> _提示本文_:

2025年11月20日に公表された海外進出日系企業実態調査は、海外事業の現状を全世界的に把握する唯一の定量調査として毎年実施されている。今回の調査は2025年8月から9月にかけて行われ、海外82カ国・地域に所在する日系企業1万7,708社を対象にオンラインでアンケートが配布・回収された。その結果、7,485社から有効回答が得られ、有効回答率は42.3%となった。世界経済の減速や国際情勢の不確実性が続く中で、海外で事業を展開する企業の実態がデータから明らかになっている。
調査では、営業利益の見通しが詳細に分析されており、2025年に黒字を見込む企業の割合は66.5%となった。黒字割合は2年連続で増加し、地域別では中東、南西アジア、中南米で7割を超え、アフリカでも初めて6割を超えている。一方で、米国との取引が多いメキシコ、ブラジル、韓国では、追加関税措置の影響から今後の業績悪化を見通す企業が増加しており、地域によって経営環境が大きく異なることが浮き彫りとなった。

> _エントリ一覧_:
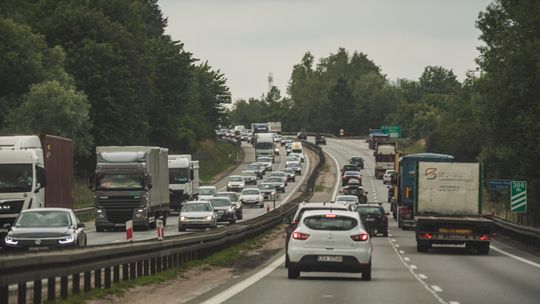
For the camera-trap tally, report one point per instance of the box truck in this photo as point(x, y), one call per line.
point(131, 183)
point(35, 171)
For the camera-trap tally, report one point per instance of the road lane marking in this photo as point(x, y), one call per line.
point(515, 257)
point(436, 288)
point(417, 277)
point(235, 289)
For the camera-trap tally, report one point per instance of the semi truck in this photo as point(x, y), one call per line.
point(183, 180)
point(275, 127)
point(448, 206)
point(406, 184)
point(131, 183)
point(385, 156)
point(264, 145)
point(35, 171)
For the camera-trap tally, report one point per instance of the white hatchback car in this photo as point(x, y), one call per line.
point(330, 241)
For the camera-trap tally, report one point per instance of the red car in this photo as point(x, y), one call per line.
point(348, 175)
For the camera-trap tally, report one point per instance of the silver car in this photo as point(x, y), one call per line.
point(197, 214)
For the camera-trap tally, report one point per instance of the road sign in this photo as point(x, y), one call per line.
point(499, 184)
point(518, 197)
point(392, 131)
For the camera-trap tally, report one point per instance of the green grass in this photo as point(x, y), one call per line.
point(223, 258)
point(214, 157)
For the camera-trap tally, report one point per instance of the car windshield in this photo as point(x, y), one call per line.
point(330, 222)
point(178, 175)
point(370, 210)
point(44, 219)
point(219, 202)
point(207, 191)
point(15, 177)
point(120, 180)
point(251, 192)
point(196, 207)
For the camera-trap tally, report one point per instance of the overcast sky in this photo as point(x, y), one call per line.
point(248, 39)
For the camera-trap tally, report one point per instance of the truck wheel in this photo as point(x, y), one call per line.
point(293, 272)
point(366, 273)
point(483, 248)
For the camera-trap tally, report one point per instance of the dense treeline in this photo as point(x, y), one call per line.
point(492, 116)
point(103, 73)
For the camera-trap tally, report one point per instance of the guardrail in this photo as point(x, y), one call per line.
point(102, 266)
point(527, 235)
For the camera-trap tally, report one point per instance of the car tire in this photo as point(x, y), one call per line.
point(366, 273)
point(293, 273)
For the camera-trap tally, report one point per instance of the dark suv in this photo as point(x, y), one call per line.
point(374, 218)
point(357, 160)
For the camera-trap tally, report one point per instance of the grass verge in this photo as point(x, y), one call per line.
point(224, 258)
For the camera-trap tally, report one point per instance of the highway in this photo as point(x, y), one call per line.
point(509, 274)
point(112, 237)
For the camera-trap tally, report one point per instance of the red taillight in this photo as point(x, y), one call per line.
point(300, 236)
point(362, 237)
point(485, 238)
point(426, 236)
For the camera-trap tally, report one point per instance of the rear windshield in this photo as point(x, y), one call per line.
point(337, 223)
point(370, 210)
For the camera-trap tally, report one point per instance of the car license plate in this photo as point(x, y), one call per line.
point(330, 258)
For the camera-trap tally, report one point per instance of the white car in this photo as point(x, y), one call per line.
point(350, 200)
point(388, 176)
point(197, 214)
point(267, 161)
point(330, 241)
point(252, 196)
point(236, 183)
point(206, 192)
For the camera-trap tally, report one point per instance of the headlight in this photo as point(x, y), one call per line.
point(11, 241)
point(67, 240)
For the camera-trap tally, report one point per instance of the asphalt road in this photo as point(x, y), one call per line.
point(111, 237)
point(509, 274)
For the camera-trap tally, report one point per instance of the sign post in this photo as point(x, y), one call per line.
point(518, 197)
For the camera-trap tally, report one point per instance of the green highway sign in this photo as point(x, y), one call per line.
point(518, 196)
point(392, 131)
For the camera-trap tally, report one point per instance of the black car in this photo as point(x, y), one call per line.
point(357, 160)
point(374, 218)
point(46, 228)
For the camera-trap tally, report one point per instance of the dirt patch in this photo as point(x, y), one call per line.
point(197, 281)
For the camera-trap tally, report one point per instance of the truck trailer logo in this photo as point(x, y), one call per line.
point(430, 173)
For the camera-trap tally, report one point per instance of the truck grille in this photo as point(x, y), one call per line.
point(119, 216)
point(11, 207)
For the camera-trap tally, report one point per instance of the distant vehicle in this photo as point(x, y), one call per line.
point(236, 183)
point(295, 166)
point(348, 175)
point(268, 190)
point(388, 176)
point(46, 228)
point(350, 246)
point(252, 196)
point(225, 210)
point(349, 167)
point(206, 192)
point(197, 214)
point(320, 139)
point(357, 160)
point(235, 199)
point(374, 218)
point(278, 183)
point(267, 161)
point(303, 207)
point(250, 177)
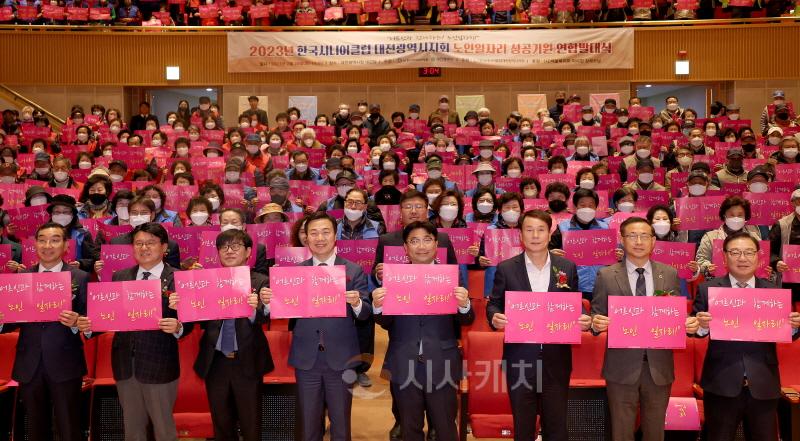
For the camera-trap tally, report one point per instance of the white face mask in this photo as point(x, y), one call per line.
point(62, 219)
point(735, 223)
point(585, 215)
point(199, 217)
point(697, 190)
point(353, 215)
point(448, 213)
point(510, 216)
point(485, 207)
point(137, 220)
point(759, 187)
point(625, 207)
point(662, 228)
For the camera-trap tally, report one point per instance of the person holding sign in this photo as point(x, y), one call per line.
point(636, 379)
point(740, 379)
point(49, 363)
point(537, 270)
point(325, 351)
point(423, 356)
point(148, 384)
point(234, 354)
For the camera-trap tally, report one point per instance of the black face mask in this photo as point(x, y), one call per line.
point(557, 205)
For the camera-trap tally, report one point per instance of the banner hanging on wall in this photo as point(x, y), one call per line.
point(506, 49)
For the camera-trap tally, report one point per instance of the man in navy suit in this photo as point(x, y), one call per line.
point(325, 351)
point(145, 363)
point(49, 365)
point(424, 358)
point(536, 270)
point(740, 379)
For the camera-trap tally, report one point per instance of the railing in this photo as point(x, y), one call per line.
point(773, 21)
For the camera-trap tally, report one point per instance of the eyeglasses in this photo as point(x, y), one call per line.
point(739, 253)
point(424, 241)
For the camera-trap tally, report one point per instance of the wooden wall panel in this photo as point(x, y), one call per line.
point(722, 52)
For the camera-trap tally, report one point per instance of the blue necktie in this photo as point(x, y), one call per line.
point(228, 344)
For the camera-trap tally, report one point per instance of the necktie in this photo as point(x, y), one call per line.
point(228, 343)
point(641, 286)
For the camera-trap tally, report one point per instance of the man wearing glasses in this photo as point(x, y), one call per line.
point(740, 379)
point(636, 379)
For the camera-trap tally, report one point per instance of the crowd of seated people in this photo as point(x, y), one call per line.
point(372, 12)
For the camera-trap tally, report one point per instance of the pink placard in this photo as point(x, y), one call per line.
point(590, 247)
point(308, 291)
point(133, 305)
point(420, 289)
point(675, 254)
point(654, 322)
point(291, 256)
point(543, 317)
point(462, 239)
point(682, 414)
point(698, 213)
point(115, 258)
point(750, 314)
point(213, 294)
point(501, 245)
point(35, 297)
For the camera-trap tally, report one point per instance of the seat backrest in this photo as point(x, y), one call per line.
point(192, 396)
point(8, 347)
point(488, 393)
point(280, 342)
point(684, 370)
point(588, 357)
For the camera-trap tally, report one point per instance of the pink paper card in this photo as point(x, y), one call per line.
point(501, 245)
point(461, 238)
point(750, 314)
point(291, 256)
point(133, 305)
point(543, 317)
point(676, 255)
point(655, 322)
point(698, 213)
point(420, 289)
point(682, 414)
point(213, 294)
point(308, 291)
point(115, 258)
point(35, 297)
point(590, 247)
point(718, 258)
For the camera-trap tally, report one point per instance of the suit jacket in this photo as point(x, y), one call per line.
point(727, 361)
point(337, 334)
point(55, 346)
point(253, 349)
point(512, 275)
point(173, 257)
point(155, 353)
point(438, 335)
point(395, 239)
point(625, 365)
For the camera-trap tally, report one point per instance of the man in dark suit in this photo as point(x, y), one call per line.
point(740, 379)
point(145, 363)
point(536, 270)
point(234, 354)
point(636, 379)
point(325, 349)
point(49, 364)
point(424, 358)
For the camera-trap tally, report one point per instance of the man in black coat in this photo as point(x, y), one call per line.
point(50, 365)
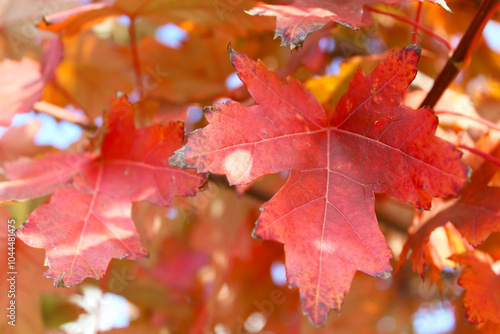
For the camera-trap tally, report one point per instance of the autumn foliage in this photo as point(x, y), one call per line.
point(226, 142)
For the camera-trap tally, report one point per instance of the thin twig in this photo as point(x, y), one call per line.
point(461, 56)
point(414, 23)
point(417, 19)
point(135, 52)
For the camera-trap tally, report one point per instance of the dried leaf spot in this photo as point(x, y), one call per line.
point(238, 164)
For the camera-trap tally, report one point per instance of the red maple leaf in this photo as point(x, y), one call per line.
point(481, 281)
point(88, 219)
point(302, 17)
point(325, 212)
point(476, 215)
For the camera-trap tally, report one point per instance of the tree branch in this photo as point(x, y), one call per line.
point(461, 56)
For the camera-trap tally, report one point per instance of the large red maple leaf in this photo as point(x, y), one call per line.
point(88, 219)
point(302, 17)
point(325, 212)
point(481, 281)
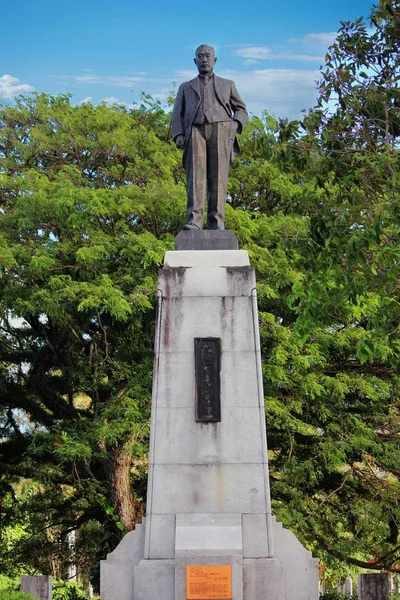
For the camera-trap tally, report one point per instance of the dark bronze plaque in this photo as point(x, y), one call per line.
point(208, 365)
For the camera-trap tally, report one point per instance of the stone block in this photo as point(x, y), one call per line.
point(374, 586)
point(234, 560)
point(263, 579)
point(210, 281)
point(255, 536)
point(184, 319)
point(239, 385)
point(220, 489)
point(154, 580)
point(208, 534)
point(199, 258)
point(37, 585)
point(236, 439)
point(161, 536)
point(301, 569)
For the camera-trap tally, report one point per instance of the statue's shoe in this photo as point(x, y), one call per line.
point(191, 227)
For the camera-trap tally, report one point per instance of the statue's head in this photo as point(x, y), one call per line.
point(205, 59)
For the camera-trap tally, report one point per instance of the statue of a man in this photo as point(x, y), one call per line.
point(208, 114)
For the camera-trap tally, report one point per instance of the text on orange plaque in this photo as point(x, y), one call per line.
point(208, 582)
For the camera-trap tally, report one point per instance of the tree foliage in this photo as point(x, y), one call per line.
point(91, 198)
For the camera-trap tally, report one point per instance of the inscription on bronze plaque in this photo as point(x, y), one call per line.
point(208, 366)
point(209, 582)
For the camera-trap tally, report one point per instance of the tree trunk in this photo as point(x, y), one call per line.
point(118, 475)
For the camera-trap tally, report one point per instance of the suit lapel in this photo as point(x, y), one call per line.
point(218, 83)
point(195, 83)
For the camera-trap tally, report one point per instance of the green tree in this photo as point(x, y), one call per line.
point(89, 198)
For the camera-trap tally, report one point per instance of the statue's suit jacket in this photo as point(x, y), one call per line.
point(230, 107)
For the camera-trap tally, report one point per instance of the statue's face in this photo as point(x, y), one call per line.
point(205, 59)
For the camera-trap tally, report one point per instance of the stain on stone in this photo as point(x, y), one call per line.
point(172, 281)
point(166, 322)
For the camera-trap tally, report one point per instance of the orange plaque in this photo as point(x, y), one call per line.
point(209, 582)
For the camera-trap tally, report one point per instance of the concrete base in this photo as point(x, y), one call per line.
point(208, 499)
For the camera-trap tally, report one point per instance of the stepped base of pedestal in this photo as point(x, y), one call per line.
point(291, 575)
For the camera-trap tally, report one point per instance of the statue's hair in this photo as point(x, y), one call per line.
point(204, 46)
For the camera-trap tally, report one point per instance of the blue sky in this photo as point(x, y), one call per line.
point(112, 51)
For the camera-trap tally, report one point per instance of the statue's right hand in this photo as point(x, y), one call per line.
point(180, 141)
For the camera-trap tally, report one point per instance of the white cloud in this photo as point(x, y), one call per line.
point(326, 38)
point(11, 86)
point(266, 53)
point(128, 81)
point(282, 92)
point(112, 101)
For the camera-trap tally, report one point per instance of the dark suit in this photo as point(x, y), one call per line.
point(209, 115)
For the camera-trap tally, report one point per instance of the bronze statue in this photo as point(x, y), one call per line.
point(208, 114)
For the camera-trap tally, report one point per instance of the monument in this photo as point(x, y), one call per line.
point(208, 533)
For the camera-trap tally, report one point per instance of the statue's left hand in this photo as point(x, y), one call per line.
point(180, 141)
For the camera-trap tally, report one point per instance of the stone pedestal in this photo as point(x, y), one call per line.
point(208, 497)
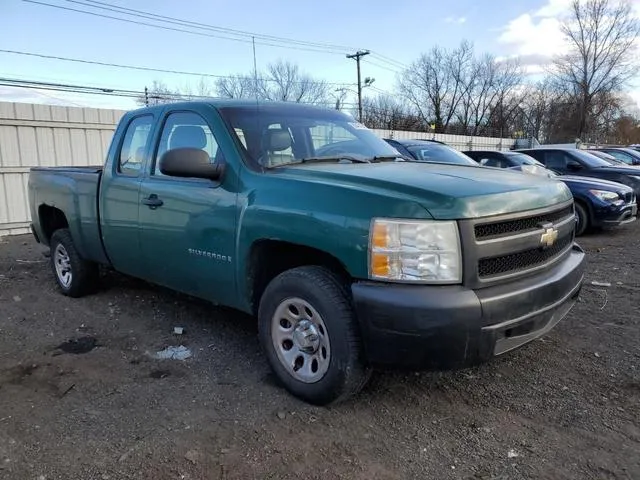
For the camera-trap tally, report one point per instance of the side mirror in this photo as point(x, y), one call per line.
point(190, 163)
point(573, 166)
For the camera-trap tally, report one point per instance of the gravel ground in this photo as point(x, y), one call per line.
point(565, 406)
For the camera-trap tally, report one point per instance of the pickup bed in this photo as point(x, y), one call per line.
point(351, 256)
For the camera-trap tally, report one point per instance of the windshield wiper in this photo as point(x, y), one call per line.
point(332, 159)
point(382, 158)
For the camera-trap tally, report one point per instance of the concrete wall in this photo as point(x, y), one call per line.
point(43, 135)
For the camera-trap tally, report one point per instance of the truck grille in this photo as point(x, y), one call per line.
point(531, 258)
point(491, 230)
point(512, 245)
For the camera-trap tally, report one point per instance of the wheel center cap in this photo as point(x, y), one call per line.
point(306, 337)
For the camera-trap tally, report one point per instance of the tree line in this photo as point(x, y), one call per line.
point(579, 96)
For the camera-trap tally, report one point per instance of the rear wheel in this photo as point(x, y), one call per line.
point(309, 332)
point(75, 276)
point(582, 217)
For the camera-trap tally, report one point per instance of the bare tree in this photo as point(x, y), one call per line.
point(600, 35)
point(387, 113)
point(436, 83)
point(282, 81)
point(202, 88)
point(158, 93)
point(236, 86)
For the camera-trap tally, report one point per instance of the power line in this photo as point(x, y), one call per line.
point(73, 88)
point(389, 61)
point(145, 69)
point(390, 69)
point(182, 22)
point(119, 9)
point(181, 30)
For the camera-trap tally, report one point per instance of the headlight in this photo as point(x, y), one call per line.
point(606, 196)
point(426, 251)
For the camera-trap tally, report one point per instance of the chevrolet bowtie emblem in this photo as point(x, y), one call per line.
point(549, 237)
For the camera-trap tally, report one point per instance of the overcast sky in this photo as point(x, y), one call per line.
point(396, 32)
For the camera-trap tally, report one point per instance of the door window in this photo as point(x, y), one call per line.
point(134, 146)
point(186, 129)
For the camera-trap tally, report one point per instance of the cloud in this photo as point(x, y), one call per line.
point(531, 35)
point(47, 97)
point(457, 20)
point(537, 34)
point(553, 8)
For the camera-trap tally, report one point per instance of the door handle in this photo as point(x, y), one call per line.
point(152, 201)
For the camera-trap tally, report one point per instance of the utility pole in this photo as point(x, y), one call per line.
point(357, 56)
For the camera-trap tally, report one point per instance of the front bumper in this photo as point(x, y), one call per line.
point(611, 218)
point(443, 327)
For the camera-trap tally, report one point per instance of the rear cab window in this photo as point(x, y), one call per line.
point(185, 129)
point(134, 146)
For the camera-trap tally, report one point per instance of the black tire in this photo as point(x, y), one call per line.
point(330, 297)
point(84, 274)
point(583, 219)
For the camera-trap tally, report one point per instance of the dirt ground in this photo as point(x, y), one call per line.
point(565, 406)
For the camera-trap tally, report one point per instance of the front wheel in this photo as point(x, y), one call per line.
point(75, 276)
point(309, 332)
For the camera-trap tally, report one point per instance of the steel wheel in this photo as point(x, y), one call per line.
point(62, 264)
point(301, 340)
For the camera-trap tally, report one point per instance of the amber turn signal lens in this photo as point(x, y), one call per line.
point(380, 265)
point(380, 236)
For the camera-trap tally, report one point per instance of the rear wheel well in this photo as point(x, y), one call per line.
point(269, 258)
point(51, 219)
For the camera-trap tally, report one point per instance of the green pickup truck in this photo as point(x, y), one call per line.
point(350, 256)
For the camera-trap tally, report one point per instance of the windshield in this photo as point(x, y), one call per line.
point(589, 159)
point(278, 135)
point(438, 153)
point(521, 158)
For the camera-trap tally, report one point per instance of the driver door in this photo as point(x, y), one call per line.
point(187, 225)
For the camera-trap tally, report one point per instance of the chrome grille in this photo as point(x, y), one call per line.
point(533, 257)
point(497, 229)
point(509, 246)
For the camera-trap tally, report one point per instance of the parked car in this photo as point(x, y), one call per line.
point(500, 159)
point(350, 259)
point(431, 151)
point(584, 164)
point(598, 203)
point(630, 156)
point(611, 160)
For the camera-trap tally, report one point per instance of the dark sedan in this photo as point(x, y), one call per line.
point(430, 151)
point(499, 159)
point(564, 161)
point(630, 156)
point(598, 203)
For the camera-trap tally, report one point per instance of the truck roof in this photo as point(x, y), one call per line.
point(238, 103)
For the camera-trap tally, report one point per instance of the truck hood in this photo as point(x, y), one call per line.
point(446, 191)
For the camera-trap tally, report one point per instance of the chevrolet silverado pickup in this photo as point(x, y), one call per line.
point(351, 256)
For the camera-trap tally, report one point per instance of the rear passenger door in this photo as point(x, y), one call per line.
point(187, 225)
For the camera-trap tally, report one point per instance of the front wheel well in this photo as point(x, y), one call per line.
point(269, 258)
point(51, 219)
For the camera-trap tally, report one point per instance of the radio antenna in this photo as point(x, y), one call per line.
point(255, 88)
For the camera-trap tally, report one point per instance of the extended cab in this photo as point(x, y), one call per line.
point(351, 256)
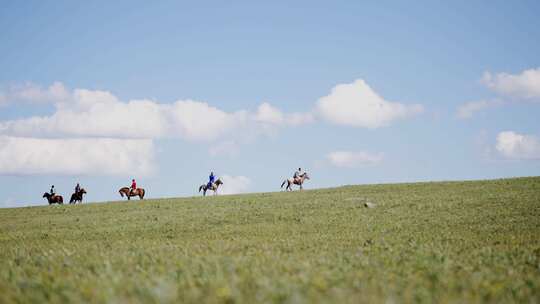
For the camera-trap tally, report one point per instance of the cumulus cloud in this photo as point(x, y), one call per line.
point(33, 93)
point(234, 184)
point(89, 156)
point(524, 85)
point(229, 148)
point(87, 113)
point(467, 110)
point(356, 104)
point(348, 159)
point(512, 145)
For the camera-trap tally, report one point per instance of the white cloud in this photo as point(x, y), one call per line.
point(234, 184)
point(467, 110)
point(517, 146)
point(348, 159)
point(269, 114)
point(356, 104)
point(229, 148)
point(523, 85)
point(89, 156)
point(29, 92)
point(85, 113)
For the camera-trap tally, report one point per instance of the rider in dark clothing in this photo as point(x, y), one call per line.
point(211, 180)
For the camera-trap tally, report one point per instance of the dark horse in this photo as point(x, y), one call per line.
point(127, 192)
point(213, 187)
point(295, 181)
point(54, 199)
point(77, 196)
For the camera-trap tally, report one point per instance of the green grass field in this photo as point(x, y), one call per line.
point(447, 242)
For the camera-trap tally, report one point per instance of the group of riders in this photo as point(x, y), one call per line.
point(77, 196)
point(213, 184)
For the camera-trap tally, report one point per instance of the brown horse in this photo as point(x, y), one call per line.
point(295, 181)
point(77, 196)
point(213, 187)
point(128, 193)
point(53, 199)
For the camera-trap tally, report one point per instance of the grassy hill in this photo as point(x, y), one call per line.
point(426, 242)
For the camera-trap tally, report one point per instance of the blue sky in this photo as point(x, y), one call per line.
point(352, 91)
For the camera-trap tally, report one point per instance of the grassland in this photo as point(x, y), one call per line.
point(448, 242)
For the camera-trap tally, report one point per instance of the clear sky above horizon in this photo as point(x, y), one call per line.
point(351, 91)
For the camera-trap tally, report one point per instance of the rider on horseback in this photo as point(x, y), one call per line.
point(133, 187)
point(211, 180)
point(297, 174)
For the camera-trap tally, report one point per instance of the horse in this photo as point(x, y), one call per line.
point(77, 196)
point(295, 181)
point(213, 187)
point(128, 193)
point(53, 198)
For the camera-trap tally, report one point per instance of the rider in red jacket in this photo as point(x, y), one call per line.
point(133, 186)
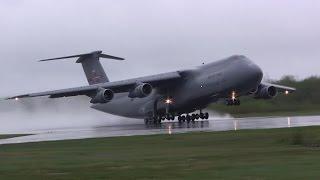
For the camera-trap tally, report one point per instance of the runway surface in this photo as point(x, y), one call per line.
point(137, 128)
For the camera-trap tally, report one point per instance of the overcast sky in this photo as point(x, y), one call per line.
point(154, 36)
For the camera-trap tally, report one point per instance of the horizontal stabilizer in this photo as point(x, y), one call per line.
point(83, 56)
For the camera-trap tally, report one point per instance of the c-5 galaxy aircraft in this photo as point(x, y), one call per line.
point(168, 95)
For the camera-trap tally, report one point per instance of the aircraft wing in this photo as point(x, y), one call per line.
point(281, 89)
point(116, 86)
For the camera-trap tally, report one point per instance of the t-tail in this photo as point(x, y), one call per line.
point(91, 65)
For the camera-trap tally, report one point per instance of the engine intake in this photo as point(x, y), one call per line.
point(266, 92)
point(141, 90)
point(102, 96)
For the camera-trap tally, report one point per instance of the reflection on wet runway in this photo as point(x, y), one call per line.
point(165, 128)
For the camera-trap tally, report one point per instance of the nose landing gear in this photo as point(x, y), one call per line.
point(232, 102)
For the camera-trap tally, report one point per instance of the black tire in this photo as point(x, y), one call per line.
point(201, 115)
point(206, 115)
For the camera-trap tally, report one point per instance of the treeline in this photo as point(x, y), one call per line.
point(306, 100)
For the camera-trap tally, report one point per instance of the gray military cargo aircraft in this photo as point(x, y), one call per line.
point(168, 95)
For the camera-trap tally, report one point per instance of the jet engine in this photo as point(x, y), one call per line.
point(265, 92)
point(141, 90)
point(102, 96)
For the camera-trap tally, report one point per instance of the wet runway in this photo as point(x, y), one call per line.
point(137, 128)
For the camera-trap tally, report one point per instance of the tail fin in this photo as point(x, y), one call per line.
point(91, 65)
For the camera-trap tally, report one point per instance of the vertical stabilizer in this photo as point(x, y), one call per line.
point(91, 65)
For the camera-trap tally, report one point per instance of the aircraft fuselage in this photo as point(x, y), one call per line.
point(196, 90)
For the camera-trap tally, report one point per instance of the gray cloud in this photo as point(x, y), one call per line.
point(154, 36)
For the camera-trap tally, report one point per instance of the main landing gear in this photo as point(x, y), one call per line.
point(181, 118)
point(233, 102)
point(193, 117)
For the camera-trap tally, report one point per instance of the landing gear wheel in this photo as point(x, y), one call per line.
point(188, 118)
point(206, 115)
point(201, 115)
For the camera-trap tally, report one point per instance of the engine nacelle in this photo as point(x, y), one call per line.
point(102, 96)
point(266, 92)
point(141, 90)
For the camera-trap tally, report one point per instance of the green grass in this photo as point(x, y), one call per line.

> _課題 1_:
海外進出日系企業実態調査の文章によると、メキシコ、ブラジル、韓国で今後の業績悪化を見通す企業が増えているのはなぜですか。1〜3文で説明してください。
> _課題 2_:
海外進出日系企業実態調査の文章の続きを書いてください。
エントリは、海外進出日系企業実態調査の文章とは別の資料です。

> _解答 1_:
これらの国は米国との取引が多く、追加関税措置の影響を受けるためです。

> _解答 2_:
事業展開の方向性では、インドで2年連続して8割超の企業が事業拡大を選択しており、アフリカでも製造業を中心に7割が拡大を志向している。グローバルサウス地域での展開が進む背景には、新興市場の成長期待や市場分散の必要性がある。業種別では医薬品、食品・農水産加工品などで7割以上の企業が拡大を検討しており、消費需要の増加を見越した動きが続いている。
米国の追加関税措置については、対米輸出を行う企業全体の約4割がマイナス影響を大きいと回答した。メキシコや中国ではその割合が5割を超え、自動車や自動車部品を中心としたサプライチェーンで影響が広範囲に及んでいることが明確になった。また、米国市場での需要減退に加えて、進出先市場で中国企業など第三国との競争が激化している点も懸念として挙げられた。これらに対応するため、企業はコスト削減、調達先の分散化、販売網の強化など、サプライチェーンの見直しを積極的に進めている。
人手不足は世界的に深刻化しており、過去2年間の人材確保状況では「悪化」と回答した企業が3割を超えた。特にベトナム、ブラジル、インドなど高い拡大意欲を持つ地域で悪化傾向が顕著であり、成長市場ほど人材確保が困難になっている。競合は地場企業が中心だが、ベトナムでは中国系企業が最大の競争相手となっている。企業の半数以上は福利厚生の改善、労働環境の見直し、賃上げなどで対応しているほか、大学連携やSNSを利用した採用、スキルアップ支援、社内イベントによる定着率向上など、採用と育成の双方に取り組む姿勢が示されている。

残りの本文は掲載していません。